# DIRECTION
Rewrite the lines below as a numbered list, from the line containing "Annotation guideline: for each instance of the black glove" up to and including the line containing "Annotation guideline: for each instance of the protest". Omit any blank lines.

╭─ SUPPLIED DATA

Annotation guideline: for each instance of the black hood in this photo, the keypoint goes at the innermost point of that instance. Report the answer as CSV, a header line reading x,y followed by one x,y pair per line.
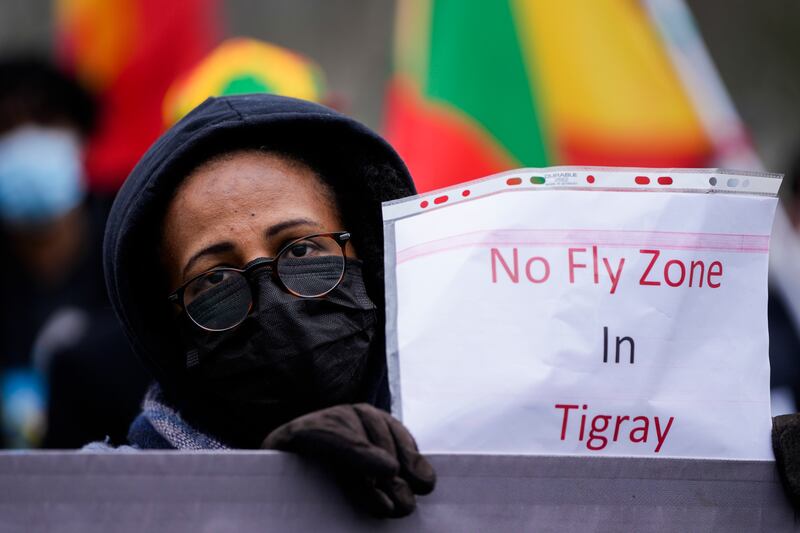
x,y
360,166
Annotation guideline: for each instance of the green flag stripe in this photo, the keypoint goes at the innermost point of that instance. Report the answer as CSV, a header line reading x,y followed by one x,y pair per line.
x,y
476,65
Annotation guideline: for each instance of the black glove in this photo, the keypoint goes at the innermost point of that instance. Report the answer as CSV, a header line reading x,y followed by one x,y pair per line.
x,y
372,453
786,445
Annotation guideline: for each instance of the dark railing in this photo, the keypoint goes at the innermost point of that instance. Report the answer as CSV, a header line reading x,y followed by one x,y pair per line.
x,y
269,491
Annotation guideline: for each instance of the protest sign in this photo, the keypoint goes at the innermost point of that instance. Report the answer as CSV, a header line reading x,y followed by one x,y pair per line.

╰─
╭─ SUPPLIED DATA

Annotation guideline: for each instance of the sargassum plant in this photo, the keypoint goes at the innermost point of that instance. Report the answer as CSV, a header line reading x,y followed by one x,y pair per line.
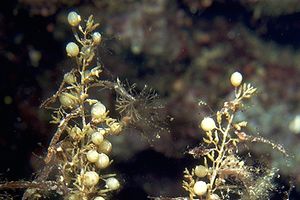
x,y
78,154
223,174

╰─

# TASK OUTPUT
1. Annotation guideline: for each instance of the black glove in this photo, the keypoint goes at the innermost point of that instance. Report the answer as CSV, a header line reading x,y followed by one x,y pair per line.
2. x,y
3. 372,453
4. 786,445
5. Annotation guideline: for each instance of the dark railing in this photo, the keypoint goes at the innermost point of that instance. Report the answer as CSV, a header line reading x,y followed by one x,y pair per line.
6. x,y
7. 269,491
8. Annotation guideline: for each instance of the protest sign in this photo, the keypoint goes at the innermost point of that instance. Report the answer as CSV, a header line reading x,y followed by one x,y pair per line.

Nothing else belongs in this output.